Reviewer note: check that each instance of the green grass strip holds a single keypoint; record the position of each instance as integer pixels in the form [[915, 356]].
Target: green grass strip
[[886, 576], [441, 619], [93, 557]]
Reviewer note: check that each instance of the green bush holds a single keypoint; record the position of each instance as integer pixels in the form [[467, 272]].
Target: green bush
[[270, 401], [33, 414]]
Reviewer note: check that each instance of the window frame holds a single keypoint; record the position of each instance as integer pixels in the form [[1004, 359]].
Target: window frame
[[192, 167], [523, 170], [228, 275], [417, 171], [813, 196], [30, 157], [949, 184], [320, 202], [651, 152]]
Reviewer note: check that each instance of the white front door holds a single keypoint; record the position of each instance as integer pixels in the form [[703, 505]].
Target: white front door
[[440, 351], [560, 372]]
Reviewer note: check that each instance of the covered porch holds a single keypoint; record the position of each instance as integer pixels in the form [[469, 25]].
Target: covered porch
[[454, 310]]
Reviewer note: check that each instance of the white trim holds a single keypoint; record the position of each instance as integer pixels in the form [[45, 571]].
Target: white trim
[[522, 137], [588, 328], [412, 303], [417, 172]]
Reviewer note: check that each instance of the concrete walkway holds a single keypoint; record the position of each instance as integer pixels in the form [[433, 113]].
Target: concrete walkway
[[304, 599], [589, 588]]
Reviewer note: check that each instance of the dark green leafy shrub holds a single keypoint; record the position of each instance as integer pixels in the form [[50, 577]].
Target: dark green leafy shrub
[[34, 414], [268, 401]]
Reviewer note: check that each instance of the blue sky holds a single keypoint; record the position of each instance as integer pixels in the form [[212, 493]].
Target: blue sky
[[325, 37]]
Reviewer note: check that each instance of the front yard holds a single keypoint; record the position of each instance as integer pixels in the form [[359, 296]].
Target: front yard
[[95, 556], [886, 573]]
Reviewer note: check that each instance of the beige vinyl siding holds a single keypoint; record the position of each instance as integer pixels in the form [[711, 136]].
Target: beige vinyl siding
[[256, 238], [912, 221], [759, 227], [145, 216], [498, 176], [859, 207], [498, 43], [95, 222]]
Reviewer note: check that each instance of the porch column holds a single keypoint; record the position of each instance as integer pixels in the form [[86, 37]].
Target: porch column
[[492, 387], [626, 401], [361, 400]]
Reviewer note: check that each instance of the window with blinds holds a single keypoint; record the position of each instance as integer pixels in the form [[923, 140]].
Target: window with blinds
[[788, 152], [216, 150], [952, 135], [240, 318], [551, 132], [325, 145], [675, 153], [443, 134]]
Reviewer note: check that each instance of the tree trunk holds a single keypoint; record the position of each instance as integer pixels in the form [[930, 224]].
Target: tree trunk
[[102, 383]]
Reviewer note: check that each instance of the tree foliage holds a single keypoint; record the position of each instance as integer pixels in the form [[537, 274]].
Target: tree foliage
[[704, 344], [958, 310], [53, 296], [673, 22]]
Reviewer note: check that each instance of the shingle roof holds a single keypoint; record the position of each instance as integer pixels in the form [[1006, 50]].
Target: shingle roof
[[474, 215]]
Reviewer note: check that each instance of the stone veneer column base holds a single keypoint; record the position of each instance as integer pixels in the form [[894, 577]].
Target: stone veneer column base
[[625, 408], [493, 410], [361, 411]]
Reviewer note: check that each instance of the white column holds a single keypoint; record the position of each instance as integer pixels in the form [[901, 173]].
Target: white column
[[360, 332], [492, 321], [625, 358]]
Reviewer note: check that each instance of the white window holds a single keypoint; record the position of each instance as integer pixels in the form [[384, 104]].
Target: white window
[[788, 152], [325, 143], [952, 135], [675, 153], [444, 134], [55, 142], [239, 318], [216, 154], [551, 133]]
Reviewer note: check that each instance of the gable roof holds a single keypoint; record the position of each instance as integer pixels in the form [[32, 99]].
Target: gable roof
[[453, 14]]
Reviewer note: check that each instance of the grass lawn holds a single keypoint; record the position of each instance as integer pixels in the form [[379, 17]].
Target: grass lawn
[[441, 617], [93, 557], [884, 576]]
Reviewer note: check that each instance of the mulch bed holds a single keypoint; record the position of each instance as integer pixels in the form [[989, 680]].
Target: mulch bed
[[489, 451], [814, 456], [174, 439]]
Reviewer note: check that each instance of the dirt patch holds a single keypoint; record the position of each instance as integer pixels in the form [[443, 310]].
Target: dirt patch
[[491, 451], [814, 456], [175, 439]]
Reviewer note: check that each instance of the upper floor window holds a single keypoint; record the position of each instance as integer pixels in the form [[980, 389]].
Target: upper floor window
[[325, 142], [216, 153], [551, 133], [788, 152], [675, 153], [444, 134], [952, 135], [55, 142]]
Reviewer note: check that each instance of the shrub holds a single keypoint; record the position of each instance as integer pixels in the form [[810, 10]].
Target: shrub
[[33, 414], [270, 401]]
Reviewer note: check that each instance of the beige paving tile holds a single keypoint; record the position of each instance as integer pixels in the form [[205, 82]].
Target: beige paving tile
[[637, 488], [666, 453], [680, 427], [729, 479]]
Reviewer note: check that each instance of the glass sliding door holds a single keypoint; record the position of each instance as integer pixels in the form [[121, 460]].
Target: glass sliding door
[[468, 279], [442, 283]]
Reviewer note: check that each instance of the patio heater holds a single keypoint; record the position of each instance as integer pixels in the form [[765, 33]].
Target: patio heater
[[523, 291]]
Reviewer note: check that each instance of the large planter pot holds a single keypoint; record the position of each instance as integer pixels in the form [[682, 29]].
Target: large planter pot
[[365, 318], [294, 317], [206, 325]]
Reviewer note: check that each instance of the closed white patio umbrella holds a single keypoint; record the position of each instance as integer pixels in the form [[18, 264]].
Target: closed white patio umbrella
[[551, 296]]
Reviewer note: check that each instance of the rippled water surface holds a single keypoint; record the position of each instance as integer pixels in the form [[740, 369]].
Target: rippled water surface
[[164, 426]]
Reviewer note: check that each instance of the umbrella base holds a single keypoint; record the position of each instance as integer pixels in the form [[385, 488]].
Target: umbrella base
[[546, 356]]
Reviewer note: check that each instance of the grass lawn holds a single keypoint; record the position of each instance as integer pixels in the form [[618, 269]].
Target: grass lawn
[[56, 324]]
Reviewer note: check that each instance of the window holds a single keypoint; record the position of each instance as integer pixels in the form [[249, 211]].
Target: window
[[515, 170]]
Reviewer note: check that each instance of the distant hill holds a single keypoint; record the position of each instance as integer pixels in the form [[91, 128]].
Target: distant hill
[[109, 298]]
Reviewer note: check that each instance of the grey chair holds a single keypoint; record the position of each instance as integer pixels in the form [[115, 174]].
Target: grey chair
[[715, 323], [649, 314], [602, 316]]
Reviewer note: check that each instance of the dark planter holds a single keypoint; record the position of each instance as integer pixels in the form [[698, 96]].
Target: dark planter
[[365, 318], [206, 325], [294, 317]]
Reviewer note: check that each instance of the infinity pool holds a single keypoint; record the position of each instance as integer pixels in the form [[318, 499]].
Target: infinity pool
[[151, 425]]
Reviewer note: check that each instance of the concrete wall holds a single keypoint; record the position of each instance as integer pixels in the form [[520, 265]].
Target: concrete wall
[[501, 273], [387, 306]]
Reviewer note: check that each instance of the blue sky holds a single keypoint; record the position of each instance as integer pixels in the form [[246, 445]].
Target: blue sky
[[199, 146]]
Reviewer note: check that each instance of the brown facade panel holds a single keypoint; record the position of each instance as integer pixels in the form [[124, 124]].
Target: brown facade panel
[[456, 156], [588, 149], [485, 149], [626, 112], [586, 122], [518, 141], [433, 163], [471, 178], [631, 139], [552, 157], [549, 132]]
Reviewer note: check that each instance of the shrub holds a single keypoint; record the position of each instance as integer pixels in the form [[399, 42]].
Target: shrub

════

# [Exercise goal]
Your task is to restate the material above word for word.

# [Result below]
Reviewer note: check that each instance of the green grass strip holds a single keypoint; record the position of each instance as integer pixels in the form [[915, 356]].
Target: green grass strip
[[886, 576], [441, 619], [93, 557]]
Reviewer note: check that each instance of the green bush holds a single keypoint; record the position of each instance as integer pixels in the form [[467, 272]].
Target: green bush
[[270, 401], [33, 414]]
Reviewer note: check that each instance of the window frame holds a single keypoint; record the position of each instance as integer pixels in the form [[1004, 359]].
Target: window frame
[[192, 167], [523, 170], [228, 275], [417, 171], [813, 196], [30, 157], [949, 184], [320, 202], [651, 152]]
Reviewer note: check that each instance of the white front door holds a single keypoint; record the position of each instance as integer pixels in the form [[703, 505]].
Target: white front door
[[440, 351], [560, 372]]
Reviewer note: check that each instance of the covered porch holds a single keypoint; record the position of each instance as integer pixels in the form [[469, 25]].
Target: covered porch
[[454, 310]]
Reviewer note: check that each instance of the white trim holds a single keypoint; record the position of each instance as integer pixels in the form [[45, 571]].
Target: white trim
[[522, 137], [588, 328], [412, 303], [417, 172]]
Reviewer note: check that each instance of the concrete walkway holds a single keypoint; record the position of each instance as integer pixels in the form [[433, 113]].
Target: concrete walkway
[[304, 599], [589, 588]]
Reviewer note: check that each instance of the dark green leafy shrub holds a single keypoint; record the position of each instance as integer pixels in the form [[50, 577]].
Target: dark green leafy shrub
[[34, 414], [268, 401]]
Reviewer note: check that each instance of the blue sky holds a single keypoint; record the position of each instance as integer pixels in the form [[212, 493]].
Target: blue sky
[[325, 37]]
Reviewer note: check that each instance of the front yard holds a single keypoint; record the position of each instance as integer pixels in the form [[359, 296]].
Target: front yard
[[95, 556], [886, 573]]
Reviewer note: check that each instance of the beige vinyl siding holds a single keypoint; record the position of each instance as integer pixels in the form [[711, 136]].
Target: beige vinyl siding
[[256, 238], [912, 221], [759, 227], [145, 216], [498, 176], [859, 207], [498, 43], [95, 222]]
Reviewer note: check that each instance of the porch column holds a single keypoint; record the position of each instance as integer pixels in the form [[86, 37]].
Target: porch column
[[492, 387], [626, 401], [361, 400]]
Reviewer note: check that each instance of the window with blinds holds a single keypoint; record the position of each instance as integer pixels in the form [[923, 140]].
Target: window with blinds
[[788, 152], [216, 150], [952, 135], [240, 318], [551, 132], [325, 145], [675, 153], [443, 134]]
Reviewer note: check that each instance of the tree trunk holds a single keypoint; record the position of each instance as integer pixels in the form [[930, 224]].
Target: tree trunk
[[102, 383]]
Reviewer note: check that each instance of the tree foliage holds a single keypoint; record the position of each instance as integer pixels in the form [[537, 274]].
Target: tree foliage
[[704, 344], [958, 310], [53, 296], [673, 22]]
Reviewer note: check that each instance of the shingle roof holds a single keypoint; record the position of each instance as integer pixels in the form [[1006, 50]].
Target: shingle roof
[[474, 215]]
Reviewer note: check that each instance of the stone veneer column base holds a single keypoint; record the position of each instance as integer pixels in the form [[894, 577]].
Target: stone veneer column base
[[625, 408], [493, 410], [361, 411]]
Reviewer note: check that each instance of the white column holds a single keypoint; record the position of each instance as integer pixels in the form [[901, 173]].
Target: white column
[[360, 332], [492, 321], [625, 358]]
Reviewer note: check that each instance of the white window holds a single keypoint; record the position of each instance as integer pixels in the form [[384, 104]].
Target: white window
[[788, 152], [325, 143], [952, 135], [675, 153], [444, 134], [55, 142], [239, 318], [216, 154], [551, 133]]
Reviewer note: check that each instance of the gable roof holds a single keypoint; record the position of each instance as integer pixels in the form [[32, 99]].
Target: gable roof
[[453, 14]]
Reviewer note: check that each instance of the grass lawn holds a single keypoint; record the position of each instance as integer pixels in the form [[379, 17]].
Target: grass lawn
[[441, 617], [93, 557], [884, 576]]
Reviewer note: check that each instance of the mulch bed holds a single keypoint; record the position of each instance as integer pixels in the form [[989, 680]].
Target: mulch bed
[[489, 451], [814, 456], [174, 439]]
Reviewer note: check that each instance of the dirt patch holds a single keypoint; record the position of each instance as integer pixels in the form [[443, 310]].
Target: dirt patch
[[491, 451], [814, 456], [175, 439]]
Reviewer note: check that each instance of the upper floor window holds a single keypoint; record the position of each instance as integer pixels in the form [[980, 389]].
Target: upper floor window
[[325, 142], [216, 153], [551, 133], [788, 152], [675, 153], [444, 134], [952, 135], [55, 142]]
Reviewer note: check that each instance of the shrub holds a single keypoint; record the position of each instance as integer pixels in the form [[810, 10]].
Target: shrub
[[33, 414], [270, 401]]
Reviewer note: check that each instance of the beige paving tile holds a single keypoint; record the position of each instance as integer pixels in the form [[205, 82]].
Target: beige paving tile
[[637, 488], [666, 453], [680, 427], [729, 479]]
Reviewer note: check that each instance of the glass sliding door holds a single keypoint; record the position of each instance as integer pixels in the form [[121, 460]].
Target: glass sliding door
[[468, 279], [442, 283]]
Reviewer note: check that each instance of the patio heater holds a single keypoint; record the position of each instance as integer pixels in the form [[765, 33]].
Target: patio heater
[[523, 291]]
Reviewer note: check that each instance of the large planter pot holds a single keypoint; record the position of each instance as integer pixels in the form [[682, 29]].
Target: large planter pot
[[365, 318], [294, 317], [206, 325]]
Reviewer note: check that each instance of the closed white patio umbrella holds a single keypoint; record the position of each instance as integer pixels in the form [[18, 264]].
Target: closed white patio umbrella
[[551, 296]]
Reviewer note: check that each instance of the rippled water surface holds a single keypoint; record the position of each instance as integer pixels in the form [[740, 369]].
Target: rippled water surface
[[164, 426]]
Reviewer note: check that each instance of the umbrella base holds a single keypoint; record the position of each instance as integer pixels in the form [[385, 488]].
Target: umbrella base
[[546, 356]]
Reviewer note: check that each instance of the grass lawn holds a single keypoint; record the position of each instance as integer pixels in the form [[618, 269]].
Target: grass lawn
[[56, 324]]
Reviewer note: check that each instance of the window holds a single keypoint; record the position of each instance as integer pixels in the form [[249, 211]].
Target: window
[[515, 170]]
Reviewer note: check that each instance of the distant hill holds a single keypoint; record the position of each instance as integer pixels in the form [[91, 128]].
Target: distant hill
[[109, 298]]
Reviewer note: check that each instance of the grey chair holds a single keypoint; record the position of each instance as integer pixels in the form [[115, 174]].
Target: grey chair
[[715, 323], [649, 314], [602, 316]]
Reviewer note: check that each instance of the dark planter holds a single keypoint; record the position of each instance as integer pixels in the form [[698, 96]].
Target: dark planter
[[365, 318], [206, 325], [294, 317]]
Reviewer note: check that each instance of the infinity pool holds a single keypoint; record the position of each instance as integer pixels in the form [[318, 499]].
Target: infinity pool
[[151, 425]]
Reviewer note: check that each instance of the concrete wall holds a single keypoint; record the position of each instance as integer pixels in the form [[520, 265]].
Target: concrete wall
[[501, 273], [387, 306]]
Reviewer note: check that each instance of the blue sky holds a single keypoint; record the position of each instance as integer pixels in the form [[246, 445]].
Target: blue sky
[[199, 146]]
Reviewer note: check that each instance of the brown facade panel holds a single keypoint; record the position of each instance as integer pixels in the form [[124, 124]].
Target: brown facade panel
[[456, 156], [588, 149], [485, 149], [626, 112], [586, 122], [518, 141], [433, 163], [471, 178], [631, 139], [552, 157], [549, 132]]
Reviewer note: check that each instance of the shrub holds a single keypoint; record the position of each instance as integer pixels in the form [[399, 42]].
Target: shrub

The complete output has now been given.